_FRAGMENTO DE TEXTO_
--------------------

Hemos logrado llegar a la Luna y alcanzaremos Marte e incluso planetas más lejanos. Somos capaces de prever el comportamiento electoral de un país con cien millones de habitantes o de regular los suministros que necesita una macrourbe con treinta o cuarenta millones de ciudadanos. Y sin embargo,  de manera incomprensible, hemos permanecido ciegos e inanes frente a epidemias y plagas que sabíamos que nos amenazarían desde hace cientos de años. Parece que no hemos aprendido casi nada de las viejas catástrofes. Cuesta creer, si no lo viésemos diariamente, que en los albores del siglo XXI tenemos casi la misma capacidad de defensa que tenían las gentes de la Edad Media frente a un ínfimo y desconocido microbio

Contrasto lo que está sucediendo en China, lo que acaece ahora mismo en el norte de Italia y lo que está empezando a producirse en España y en otros muchos países occidentales. Imagino lo que previsiblemente sucederá durante el invierno que llega a los países del hemisferio sur. Y no entiendo cómo hemos sido tan irresponsablemente imprevisores, cómo hemos obviado simular o replicar escenarios catastróficos que ni siquiera había que imaginar o rastrear en la literatura. Lo que nos acontece, con sus peculiaridades, es una reproducción fidedigna de otras calamidades históricas, que han causado enormes tragedias y de las que parece que nos hemos olvidado.

--------------------

_DATOS REGISTRADOS_
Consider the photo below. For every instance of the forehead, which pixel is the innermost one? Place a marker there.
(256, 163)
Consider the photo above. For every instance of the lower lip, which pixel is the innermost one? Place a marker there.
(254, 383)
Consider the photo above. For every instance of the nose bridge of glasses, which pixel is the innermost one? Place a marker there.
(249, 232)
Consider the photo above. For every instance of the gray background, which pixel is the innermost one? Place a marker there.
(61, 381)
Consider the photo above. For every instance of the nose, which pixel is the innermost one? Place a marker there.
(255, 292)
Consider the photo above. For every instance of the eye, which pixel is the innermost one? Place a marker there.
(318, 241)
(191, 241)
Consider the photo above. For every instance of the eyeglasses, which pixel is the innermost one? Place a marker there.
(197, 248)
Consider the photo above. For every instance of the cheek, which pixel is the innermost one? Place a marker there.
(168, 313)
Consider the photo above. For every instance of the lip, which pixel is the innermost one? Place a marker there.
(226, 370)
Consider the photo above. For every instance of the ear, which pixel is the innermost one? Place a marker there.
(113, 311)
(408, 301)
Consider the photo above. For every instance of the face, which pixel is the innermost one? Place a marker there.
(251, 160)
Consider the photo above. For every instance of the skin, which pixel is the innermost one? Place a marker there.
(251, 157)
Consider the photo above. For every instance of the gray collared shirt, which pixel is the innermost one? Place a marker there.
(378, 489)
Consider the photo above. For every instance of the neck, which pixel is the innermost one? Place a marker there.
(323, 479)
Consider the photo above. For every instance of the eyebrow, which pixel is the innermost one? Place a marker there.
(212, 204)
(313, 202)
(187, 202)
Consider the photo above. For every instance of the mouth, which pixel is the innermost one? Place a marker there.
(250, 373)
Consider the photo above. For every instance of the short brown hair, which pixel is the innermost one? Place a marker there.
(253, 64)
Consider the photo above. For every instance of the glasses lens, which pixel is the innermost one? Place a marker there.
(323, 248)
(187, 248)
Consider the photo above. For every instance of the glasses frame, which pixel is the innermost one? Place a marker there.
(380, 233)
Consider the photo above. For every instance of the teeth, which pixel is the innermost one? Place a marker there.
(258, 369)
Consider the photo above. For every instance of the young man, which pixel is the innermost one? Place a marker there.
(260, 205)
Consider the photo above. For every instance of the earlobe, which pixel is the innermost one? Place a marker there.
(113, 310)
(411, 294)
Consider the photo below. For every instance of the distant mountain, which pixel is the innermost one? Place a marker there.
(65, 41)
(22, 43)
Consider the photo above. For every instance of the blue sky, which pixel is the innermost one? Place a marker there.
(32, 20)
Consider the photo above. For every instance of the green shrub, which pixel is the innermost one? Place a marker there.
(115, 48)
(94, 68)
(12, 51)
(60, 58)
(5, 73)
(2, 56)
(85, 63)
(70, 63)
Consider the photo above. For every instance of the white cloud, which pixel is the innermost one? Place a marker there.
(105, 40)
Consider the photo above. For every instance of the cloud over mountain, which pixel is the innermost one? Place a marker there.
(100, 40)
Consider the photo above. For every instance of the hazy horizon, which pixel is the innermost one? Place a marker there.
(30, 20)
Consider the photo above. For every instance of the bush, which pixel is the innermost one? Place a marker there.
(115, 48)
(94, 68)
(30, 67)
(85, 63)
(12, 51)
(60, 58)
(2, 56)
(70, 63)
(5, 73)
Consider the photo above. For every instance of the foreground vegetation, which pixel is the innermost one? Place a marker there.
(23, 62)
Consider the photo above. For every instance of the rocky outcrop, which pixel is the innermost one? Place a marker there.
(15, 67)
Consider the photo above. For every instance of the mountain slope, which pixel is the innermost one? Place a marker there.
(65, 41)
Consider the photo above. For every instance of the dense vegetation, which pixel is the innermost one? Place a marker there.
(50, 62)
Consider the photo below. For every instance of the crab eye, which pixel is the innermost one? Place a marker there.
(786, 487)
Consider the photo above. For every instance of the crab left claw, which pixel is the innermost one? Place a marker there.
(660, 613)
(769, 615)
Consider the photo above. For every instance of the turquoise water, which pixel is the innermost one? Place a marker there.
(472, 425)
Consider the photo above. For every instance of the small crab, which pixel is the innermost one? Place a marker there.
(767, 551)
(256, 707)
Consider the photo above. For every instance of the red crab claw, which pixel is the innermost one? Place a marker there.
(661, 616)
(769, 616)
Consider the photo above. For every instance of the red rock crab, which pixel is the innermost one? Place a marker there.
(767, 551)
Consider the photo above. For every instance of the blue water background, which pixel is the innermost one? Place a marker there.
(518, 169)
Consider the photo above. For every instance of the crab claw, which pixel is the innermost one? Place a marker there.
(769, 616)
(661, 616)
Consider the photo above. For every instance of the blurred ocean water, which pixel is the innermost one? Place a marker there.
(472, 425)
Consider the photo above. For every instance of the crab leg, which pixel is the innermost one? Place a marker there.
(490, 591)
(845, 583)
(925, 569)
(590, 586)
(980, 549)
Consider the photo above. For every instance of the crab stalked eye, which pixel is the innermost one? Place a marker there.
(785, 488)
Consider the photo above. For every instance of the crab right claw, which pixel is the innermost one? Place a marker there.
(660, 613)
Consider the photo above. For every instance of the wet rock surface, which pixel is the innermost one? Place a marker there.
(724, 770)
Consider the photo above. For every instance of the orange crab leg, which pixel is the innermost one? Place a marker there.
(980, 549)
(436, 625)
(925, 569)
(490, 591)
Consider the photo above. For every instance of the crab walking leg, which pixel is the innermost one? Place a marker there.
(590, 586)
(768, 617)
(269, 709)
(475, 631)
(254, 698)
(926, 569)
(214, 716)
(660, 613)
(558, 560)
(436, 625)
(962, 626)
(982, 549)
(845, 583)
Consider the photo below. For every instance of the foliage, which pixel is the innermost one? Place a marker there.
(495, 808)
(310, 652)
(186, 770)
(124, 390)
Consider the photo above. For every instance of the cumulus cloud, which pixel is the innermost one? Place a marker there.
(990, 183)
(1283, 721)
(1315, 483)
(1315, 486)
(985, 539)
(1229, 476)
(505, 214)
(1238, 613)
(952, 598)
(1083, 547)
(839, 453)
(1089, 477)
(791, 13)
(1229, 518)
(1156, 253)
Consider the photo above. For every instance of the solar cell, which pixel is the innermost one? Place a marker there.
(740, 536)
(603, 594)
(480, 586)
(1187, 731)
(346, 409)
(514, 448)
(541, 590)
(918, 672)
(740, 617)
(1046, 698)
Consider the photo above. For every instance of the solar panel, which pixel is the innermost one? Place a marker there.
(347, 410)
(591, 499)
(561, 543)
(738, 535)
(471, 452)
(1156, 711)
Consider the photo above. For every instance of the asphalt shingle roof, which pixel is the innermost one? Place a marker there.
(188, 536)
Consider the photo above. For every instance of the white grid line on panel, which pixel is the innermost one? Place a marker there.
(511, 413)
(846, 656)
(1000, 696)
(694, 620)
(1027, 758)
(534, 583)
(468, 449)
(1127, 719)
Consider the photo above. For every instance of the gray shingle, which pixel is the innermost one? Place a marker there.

--------------------

_EJERCICIO A_
Reescribe en forma de lista el párrafo del texto sobre las epidemias que comienza con «Contrasto lo que está sucediendo», y conserva sus datos principales.
_EJERCICIO B_
Retoma el texto sobre las epidemias y continúalo a partir de su última oración.

_RESPUESTA A_
- Comparo lo que sucede en China, lo que ocurre ahora en el norte de Italia y lo que empieza a producirse en España y en muchos otros países occidentales.
- Imagino lo que probablemente sucederá en los países del hemisferio sur durante el invierno que se acerca.
- No entiendo cómo hemos sido tan irresponsablemente imprevisores. Tampoco entiendo que no hayamos simulado ni replicado escenarios catastróficos que ni siquiera había que imaginar o buscar en la literatura.
- Lo que nos pasa, con sus peculiaridades, reproduce fielmente otras calamidades históricas que causaron enormes tragedias y que parecemos haber olvidado.

_RESPUESTA B_
Me deja atónito que nos sorprenda una nueva pandemia, que vuelve a ponernos  en cueros y a la intemperie, como si estuviésemos en los albores de la historia de la Humanidad, absolutamente indefensos ante un microorganismo imperceptible, que se propaga no como la peste sino mucho más rápidamente y que, a poco que nos descuidemos, desbordará todos los sistemas sanitarios del Planeta. No puedo evitar preguntarme cómo somos capaces de movilizar ejércitos integrados por millones de personas de un extremo a otro de la Tierra, cómo hemos logrado cambiar la faz de muchos de sus amplísimos territorios, cómo hemos llegado a modificar el clima o la genética de animales y plantas, y no nos hemos aplicado a resolver algunos de los problemas más elementales de la existencia. De nuevo se toca a rebato, se cuestiona lo que parecía incuestionable, se pone todo en cuarentena, cunde la desazón y la intranquilidad porque se constata, por enésima vez, que no es que seamos muy vulnerables, sino que simplemente representamos una insignificancia.

Y quizá es justamente aquí donde radica el auténtico problema. Seguramente nos hemos  entretenido con las bagatelas  y las frivolidades y hemos descuidado lo esencial: hacer posible la buena vida, que es lo mismo que la existencia saludable, sostenible, pacífica y solidaria, articulada sobre la buena alimentación y la salud de todos. Y ese es el problema que estamos sufriendo. ¿A quiénes interesa que eso sea así? ¿Quiénes son los beneficiarios de una situación como la que vivimos? La respuesta es incontrovertible: la inmensa mayoría de los ciudadanos, no.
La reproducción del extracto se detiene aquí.